:: Data lines

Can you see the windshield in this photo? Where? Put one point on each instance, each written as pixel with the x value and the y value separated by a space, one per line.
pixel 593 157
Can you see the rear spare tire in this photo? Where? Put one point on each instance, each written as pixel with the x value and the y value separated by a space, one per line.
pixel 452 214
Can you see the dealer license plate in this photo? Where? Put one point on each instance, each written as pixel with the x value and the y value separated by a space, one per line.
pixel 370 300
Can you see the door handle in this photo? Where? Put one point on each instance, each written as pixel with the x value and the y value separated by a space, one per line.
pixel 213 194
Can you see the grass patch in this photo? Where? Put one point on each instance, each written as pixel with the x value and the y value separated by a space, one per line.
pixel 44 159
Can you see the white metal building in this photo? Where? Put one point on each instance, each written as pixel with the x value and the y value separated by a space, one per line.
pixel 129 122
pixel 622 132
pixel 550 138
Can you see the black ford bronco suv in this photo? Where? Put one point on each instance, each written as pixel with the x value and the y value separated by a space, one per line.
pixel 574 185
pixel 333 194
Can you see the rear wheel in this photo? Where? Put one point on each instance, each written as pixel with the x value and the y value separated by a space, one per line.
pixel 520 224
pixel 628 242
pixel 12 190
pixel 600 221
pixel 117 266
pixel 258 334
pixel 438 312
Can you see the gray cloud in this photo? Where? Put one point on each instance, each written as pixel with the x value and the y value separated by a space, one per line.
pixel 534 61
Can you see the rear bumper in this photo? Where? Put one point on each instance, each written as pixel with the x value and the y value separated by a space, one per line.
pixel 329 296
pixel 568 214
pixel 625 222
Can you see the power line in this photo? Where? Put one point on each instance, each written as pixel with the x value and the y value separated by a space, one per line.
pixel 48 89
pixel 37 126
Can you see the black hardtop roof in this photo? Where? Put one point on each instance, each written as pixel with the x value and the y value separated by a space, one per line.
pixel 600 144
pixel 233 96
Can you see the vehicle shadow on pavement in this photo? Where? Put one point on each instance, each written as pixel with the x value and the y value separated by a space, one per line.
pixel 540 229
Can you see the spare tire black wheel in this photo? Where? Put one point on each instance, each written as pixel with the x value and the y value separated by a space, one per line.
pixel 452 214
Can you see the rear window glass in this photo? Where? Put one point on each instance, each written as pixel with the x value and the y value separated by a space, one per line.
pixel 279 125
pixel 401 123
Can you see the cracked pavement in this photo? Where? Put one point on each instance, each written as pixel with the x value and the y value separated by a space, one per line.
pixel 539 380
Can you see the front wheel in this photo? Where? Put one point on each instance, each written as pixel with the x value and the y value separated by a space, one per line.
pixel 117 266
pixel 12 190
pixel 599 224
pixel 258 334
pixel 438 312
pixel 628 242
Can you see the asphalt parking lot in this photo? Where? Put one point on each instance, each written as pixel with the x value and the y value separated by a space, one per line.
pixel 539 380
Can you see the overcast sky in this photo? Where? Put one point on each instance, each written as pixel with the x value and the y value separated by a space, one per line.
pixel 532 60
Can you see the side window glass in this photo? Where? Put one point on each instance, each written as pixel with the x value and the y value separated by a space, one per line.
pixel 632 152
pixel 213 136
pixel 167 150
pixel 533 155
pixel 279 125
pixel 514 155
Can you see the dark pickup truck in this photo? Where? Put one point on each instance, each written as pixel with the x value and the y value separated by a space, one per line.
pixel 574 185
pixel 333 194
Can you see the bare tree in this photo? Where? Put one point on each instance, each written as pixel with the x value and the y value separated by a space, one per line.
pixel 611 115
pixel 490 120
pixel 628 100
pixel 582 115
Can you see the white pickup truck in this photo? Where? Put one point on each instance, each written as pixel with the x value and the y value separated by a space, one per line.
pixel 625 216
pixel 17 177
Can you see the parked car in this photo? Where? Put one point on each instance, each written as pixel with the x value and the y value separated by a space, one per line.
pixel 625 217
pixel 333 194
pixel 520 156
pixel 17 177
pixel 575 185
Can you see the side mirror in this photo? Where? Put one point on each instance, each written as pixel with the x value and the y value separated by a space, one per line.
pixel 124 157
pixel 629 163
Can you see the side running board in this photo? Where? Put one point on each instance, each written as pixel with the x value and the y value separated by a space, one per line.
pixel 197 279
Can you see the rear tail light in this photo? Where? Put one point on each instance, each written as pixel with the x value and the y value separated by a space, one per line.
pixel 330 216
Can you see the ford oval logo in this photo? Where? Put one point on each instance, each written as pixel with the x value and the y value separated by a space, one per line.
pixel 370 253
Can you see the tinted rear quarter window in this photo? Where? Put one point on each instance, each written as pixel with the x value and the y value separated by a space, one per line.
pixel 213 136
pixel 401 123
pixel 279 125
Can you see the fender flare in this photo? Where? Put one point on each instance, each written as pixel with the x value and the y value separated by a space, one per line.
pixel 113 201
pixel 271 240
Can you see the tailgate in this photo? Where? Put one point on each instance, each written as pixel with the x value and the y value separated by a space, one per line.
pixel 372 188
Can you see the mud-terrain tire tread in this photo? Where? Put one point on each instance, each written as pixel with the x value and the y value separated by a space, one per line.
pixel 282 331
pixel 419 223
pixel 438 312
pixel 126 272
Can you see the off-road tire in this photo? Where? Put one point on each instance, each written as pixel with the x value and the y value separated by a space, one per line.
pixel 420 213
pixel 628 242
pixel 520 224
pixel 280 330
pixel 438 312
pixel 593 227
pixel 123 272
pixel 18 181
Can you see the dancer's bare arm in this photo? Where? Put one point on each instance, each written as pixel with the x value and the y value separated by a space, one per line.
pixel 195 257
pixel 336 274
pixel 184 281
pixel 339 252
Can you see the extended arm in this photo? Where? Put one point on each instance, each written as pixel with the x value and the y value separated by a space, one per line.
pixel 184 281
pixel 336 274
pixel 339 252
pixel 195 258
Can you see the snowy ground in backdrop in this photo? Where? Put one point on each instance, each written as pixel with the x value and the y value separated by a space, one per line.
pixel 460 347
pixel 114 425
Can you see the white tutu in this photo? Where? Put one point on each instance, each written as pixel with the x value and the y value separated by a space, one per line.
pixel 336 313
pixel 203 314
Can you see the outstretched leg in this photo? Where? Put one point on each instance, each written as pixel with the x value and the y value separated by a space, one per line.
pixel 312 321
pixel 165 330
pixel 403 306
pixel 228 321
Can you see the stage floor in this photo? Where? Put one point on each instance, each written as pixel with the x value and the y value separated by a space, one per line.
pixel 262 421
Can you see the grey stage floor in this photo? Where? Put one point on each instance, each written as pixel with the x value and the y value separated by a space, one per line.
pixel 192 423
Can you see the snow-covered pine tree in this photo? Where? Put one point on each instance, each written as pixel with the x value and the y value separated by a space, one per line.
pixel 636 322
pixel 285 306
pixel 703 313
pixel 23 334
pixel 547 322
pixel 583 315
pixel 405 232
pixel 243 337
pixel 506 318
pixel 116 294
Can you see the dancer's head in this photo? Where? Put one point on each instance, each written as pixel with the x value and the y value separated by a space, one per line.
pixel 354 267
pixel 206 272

::::

* Requirement *
Please edit every one of the rows above by replacing "one per line" with "each on its own line", leaving everything else unchanged.

* Solution for this problem *
Can you see the windshield in this photo? Where? Put one point on each instance, each written as pixel with the x value and the y value separated by a space, each on its own line.
pixel 593 157
Can you see the rear spare tire in this photo? Where? Put one point on each instance, each written as pixel with the x value and the y value separated by a space, each on its own line.
pixel 452 214
Can you see the dealer license plate in this photo? Where? Put one point on each instance, each written as pixel with the x value and the y value separated by a space, each on its own line.
pixel 370 300
Can you see the door handle in this photo? Where? Put one point on each instance, each written as pixel with the x value and the y value separated by a space, each on its own line.
pixel 213 194
Can you see the grass patch in this photo? Where? Put one point on each instance, each written as pixel with the x value and the y value separated by a space, each on its own line.
pixel 44 159
Can you see the white metal building in this photo? Where? Put one point on each instance, each written as pixel with the x value and the y value separated by a space, each on its own line.
pixel 129 122
pixel 622 132
pixel 550 138
Can you see the black ford bronco suv in this photo? Where? Put one point on each instance, each written as pixel with the x value and the y value separated by a space, each on its own line.
pixel 574 185
pixel 333 194
Can you see the rear wheel in this photo? Where? Put one point on each instance, each written as pixel with the x value and the y value separated by a space, each on its own line.
pixel 520 224
pixel 628 242
pixel 12 190
pixel 600 221
pixel 117 266
pixel 258 334
pixel 438 312
Can you see the gray cloud in this photo? Where? Put one point on each instance, each written as pixel with the x value and the y value separated by a space, each on its own line.
pixel 534 61
Can you see the rear bumper in this photo? Where? Put one point on each instance, each written as pixel with the x value and the y value separated by a space, each on its own line.
pixel 329 296
pixel 568 214
pixel 625 222
Can you see the power line in this photo? Where? Put one point on each instance, each written as pixel with the x value and the y value separated by a space, each on its own line.
pixel 48 89
pixel 37 126
Can you see the black hardtop roof in this photo? Where? Put one point on each instance, each written as pixel with the x value and the y value separated by a space, each on its own line.
pixel 600 144
pixel 233 96
Can you see the vehicle shadow on pavement in this photo? Where? Put one point on each instance, each written as pixel with the x value and the y value separated by a space, each on its own line.
pixel 540 229
Can you see the spare tire black wheel in this photo? Where? Put one point on each instance, each written as pixel with the x value and the y value separated by a space, each on its own line.
pixel 452 214
Can you see the rear window glass in this photo? Where? Put one point on each instance, each written as pixel with the x value and the y value separated by a space, each on its own line.
pixel 279 125
pixel 401 123
Can you see the cracked pavement in this photo? Where? Put one point on each instance, each written as pixel with the x value and the y value separated by a space, each on its own line.
pixel 539 380
Can you see the front wheel in this photo? Where? Put one point on each instance, each written as pixel with the x value and the y value separated by a space, each on its own line.
pixel 117 266
pixel 12 190
pixel 599 224
pixel 258 334
pixel 438 312
pixel 628 242
Can you see the asphalt parking lot in this photo? Where? Put one point on each instance, each written as pixel with the x value and the y value separated by a space, each on its own line.
pixel 539 380
Can you see the overcast sky in this photo? Where? Put one point on each instance, each written as pixel with the x value and the y value separated by a space, each on its own line.
pixel 532 60
Can you see the side window glass in this photo? Where? Put one point on each instance, each written as pixel with the x value and the y value separated by a space, each on its own line.
pixel 632 152
pixel 213 136
pixel 167 150
pixel 533 155
pixel 279 125
pixel 514 155
Can you see the dark pickup truck in this photo? Where? Put one point on each instance, each written as pixel with the x value and the y value separated by a space, each on its own line.
pixel 574 185
pixel 333 194
Can you see the bare tree in this photo? Where? Put one point on each instance, each written as pixel with the x value and the y value separated by a space, each on its own line.
pixel 611 115
pixel 490 120
pixel 628 100
pixel 582 115
Can you see the white pickup truck in this photo? Where? Put one point on each instance, each written as pixel with the x value and the y value separated by a space, each on its own line.
pixel 625 216
pixel 17 177
Can you see the parked car in this photo? Where? Put one point on each instance, each written as pixel with the x value and the y value separated by a space, each on its own line.
pixel 625 217
pixel 333 194
pixel 520 156
pixel 17 177
pixel 575 185
Can you see the side mirror in this photo? Where? Put one point on each instance, each written as pixel with the x value and the y value separated by a space, each on its own line.
pixel 124 157
pixel 629 163
Can you see the side running board in this photo? Where? Put one point on each instance, each written as pixel with the x value and the y value separated by a space, each on its own line.
pixel 197 279
Can you see the rear tail light in this photo? Where? Put one point on each instance, each written as pixel with the x value and the y value separated by a space, each on its own line.
pixel 330 216
Can you see the ford oval logo in this photo? Where? Put one point on each instance, each written as pixel with the x value and the y value separated by a space, each on its own line.
pixel 370 253
Can you see the tinted rear quarter window in this photo? Where? Put one point on each instance, each written as pixel with the x value and the y value separated by a space, each on its own line.
pixel 213 136
pixel 401 123
pixel 279 125
Can you see the fender flare in this photo? Where? Put one point on each instance, each written as pixel with the x value and the y value separated by a space, each on its own line.
pixel 113 201
pixel 271 240
Can you see the tailgate in this photo? Where? Put one point on each instance, each written as pixel with the x value and the y value separated by a space, each on its own line.
pixel 372 188
Can you see the mud-terrain tire tread in this photo? Where? Put one point on each instance, each written as pixel with the x value and the y value separated by a space, each on its own line.
pixel 282 331
pixel 419 223
pixel 438 312
pixel 126 272
Can you see the off-road tire in this photo? Where? Put one point on each instance, each written as pixel with the x value and the y value separated by a space, each on its own line.
pixel 420 213
pixel 628 242
pixel 520 224
pixel 280 330
pixel 438 312
pixel 593 227
pixel 123 272
pixel 18 181
Can you see the dancer's bare arm in this photo? Where? Put one point on each instance, each written as pixel with the x value and the y value separated by a space, each on its own line.
pixel 195 257
pixel 336 274
pixel 184 281
pixel 339 252
Can you see the extended arm in this photo? Where? Put one point on each instance, each written as pixel with the x value and the y value separated by a space, each on its own line.
pixel 184 281
pixel 336 274
pixel 339 252
pixel 195 258
Can you see the snowy ground in backdrop in this photo? Where? Put one point on each instance, each written as pixel with the x value and the y value separated by a space, each on its own line.
pixel 460 347
pixel 114 425
Can you see the white tutu in this photo? Where? Put one point on each instance, each written as pixel with the x value and the y value separated by a space, each on its own line.
pixel 336 313
pixel 203 314
Can you see the outstretched leg in this photo? Where? Put one point on each instance, each written as pixel with the x value and the y value separated by a space, each on its own line.
pixel 312 321
pixel 165 330
pixel 403 306
pixel 228 321
Can you see the stage floor in this photo? Where? Put one point on each instance, each written as pixel with the x value and the y value separated by a space, each on its own line.
pixel 262 421
Can you see the grey stage floor in this photo? Where? Put one point on each instance, each written as pixel with the x value and the y value separated by a space, each on its own line.
pixel 192 423
Can you see the snow-covered pine tree in this photo? Where? Put one point on each instance, each written as pixel with the x value and the y value separated by a space, each on its own line.
pixel 636 322
pixel 285 306
pixel 703 313
pixel 23 334
pixel 547 322
pixel 583 315
pixel 405 232
pixel 243 337
pixel 506 318
pixel 116 294
Can you see the dancer's head in this photo? Where? Put one point on each instance, each written as pixel with the x value and the y value separated by a space, each on its own line.
pixel 354 267
pixel 206 272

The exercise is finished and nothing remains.